-- Start --

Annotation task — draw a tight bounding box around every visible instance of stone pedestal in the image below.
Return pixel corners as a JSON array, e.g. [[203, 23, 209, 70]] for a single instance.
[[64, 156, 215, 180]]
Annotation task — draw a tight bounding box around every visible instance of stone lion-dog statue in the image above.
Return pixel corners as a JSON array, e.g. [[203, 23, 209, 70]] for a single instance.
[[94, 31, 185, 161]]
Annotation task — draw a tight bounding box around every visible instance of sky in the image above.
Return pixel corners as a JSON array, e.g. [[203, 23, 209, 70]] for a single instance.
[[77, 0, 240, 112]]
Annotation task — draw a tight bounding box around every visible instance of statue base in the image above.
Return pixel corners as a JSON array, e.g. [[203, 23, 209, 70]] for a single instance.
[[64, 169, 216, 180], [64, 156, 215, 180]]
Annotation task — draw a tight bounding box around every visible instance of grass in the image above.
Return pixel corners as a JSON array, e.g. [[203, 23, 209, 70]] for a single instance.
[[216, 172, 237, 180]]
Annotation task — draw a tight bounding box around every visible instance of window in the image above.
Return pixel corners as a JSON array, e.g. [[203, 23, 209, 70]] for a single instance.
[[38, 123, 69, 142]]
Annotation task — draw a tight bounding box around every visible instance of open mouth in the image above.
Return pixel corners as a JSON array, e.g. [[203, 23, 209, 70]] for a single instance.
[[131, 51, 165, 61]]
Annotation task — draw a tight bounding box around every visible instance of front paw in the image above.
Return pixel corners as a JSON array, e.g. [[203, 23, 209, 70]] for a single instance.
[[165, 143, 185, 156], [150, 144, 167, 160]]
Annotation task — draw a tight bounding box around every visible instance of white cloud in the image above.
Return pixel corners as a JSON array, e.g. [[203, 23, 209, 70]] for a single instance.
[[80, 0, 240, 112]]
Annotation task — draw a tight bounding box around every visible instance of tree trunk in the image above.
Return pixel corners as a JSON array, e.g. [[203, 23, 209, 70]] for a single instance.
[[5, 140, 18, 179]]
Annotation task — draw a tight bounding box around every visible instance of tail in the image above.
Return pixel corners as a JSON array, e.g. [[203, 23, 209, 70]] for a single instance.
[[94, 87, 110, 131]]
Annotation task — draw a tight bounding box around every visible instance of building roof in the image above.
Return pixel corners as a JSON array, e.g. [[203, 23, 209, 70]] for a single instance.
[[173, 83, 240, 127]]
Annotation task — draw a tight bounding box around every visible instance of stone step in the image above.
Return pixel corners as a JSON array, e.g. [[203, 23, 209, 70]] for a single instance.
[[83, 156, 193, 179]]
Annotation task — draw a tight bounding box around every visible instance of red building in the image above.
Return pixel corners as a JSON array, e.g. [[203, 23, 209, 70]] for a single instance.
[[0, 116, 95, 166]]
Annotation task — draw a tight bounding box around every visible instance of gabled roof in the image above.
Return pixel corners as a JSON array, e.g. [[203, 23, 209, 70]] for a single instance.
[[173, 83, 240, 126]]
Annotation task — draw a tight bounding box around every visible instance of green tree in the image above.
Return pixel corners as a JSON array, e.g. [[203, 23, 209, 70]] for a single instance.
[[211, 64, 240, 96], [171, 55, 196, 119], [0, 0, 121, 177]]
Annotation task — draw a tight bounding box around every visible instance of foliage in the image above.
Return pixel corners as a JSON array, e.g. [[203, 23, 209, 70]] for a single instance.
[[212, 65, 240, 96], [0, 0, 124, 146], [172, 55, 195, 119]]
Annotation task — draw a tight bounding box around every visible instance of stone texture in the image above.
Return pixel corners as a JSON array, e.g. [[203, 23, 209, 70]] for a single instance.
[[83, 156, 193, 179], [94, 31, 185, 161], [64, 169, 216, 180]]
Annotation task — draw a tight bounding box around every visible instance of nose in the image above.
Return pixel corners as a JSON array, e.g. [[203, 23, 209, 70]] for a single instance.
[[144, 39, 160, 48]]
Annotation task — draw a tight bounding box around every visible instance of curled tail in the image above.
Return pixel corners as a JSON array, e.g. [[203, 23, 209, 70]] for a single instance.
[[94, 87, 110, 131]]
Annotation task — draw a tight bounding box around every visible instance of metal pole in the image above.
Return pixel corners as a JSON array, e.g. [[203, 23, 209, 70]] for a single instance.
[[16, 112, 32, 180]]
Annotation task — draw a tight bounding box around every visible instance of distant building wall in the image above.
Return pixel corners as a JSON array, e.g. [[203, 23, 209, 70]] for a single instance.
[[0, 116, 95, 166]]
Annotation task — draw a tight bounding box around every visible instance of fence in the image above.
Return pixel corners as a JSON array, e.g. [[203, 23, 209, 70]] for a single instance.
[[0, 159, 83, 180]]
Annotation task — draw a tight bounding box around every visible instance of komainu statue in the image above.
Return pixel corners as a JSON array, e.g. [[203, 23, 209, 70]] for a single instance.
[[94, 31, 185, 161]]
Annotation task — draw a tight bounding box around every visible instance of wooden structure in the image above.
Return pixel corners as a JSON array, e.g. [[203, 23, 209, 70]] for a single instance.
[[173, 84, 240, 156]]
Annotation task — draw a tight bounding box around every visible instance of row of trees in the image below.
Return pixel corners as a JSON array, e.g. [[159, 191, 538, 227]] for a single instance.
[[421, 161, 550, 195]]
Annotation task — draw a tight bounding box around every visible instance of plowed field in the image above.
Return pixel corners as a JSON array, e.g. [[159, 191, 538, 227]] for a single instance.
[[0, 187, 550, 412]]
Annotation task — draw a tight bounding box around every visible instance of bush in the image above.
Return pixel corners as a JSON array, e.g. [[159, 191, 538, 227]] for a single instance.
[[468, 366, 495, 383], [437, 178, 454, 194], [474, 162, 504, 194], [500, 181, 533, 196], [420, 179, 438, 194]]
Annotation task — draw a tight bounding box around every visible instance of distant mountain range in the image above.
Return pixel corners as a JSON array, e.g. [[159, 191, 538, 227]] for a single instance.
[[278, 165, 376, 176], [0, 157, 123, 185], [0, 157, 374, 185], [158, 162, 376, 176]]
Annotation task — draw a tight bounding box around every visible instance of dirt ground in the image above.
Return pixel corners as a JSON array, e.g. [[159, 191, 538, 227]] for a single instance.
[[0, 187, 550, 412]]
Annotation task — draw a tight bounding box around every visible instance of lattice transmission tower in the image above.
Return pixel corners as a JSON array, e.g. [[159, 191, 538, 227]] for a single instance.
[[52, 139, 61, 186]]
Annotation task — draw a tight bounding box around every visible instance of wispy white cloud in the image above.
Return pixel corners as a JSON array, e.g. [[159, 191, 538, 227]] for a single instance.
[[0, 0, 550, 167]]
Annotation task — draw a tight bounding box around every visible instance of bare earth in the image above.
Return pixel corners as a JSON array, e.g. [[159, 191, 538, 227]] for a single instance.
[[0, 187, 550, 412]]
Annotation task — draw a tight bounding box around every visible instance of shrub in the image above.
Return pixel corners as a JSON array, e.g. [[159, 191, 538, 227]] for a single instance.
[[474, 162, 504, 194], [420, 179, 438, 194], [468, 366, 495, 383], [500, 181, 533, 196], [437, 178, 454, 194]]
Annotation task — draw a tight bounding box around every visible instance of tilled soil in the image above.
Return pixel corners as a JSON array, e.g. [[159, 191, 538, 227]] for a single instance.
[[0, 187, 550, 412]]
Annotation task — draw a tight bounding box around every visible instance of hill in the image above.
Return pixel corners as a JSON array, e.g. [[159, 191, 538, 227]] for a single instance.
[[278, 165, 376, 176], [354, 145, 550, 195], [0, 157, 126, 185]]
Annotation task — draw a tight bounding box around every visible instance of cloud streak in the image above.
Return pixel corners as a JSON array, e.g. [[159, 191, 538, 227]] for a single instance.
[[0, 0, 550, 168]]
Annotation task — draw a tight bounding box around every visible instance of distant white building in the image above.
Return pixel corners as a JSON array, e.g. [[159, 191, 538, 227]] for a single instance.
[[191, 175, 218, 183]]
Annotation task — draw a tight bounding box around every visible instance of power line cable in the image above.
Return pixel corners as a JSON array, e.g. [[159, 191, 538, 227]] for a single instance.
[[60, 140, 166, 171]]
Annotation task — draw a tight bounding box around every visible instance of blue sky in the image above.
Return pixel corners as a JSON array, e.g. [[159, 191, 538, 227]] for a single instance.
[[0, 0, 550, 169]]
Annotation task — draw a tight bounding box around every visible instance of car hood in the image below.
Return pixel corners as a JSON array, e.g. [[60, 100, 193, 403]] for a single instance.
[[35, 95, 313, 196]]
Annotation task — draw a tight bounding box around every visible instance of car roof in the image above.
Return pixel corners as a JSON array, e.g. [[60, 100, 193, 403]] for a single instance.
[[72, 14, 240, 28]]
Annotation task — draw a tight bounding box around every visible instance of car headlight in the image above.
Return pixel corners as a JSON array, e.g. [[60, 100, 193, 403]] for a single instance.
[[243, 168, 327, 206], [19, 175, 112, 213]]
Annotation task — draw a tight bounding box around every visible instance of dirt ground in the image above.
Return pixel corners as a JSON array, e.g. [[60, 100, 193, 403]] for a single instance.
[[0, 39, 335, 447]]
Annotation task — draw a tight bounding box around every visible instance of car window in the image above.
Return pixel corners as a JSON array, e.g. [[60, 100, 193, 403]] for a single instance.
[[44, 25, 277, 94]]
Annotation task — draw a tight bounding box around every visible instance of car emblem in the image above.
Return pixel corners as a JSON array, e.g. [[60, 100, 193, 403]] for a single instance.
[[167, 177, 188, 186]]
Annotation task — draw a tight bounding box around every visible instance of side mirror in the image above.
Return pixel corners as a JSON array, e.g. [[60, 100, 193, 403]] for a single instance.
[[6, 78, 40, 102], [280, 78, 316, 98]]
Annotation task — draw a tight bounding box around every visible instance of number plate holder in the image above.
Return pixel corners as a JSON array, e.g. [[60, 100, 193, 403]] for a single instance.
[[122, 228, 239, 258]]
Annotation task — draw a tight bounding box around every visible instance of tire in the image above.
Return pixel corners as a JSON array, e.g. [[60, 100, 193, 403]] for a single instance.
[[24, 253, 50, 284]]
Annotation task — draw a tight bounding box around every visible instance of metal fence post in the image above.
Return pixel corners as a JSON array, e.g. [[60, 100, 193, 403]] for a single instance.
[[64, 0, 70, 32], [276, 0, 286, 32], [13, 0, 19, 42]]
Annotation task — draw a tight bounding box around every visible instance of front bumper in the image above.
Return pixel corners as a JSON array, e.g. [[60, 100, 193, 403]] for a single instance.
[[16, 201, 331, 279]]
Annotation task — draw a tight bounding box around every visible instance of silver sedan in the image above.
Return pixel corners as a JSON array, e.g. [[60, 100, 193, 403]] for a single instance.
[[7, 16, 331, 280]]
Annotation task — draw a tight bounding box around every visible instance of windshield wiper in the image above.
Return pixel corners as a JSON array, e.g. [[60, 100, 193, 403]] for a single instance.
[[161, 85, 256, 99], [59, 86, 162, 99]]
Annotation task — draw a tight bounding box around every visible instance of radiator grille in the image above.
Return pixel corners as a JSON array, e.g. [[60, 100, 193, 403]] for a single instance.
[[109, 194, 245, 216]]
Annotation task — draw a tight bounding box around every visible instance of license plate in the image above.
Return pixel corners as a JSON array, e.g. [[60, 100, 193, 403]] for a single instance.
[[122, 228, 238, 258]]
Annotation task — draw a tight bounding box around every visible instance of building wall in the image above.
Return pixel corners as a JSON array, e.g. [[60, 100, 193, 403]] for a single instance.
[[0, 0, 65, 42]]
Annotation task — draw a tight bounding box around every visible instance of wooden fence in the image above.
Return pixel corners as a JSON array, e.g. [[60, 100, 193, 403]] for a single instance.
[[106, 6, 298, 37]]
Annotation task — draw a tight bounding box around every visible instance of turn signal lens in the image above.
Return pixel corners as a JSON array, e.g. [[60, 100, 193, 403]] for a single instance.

-- End --

Write out everything from the line containing "wispy white cloud in the image above." down to the line containing "[[0, 0, 550, 167]]", renaming "wispy" to "feathery" and leaving all else unchanged.

Annotation task — draw a tight bounding box around every visible instance of feathery white cloud in the image above.
Return pixel corners as a JSON array, e.g. [[159, 191, 538, 227]] for a single instance.
[[0, 0, 550, 167]]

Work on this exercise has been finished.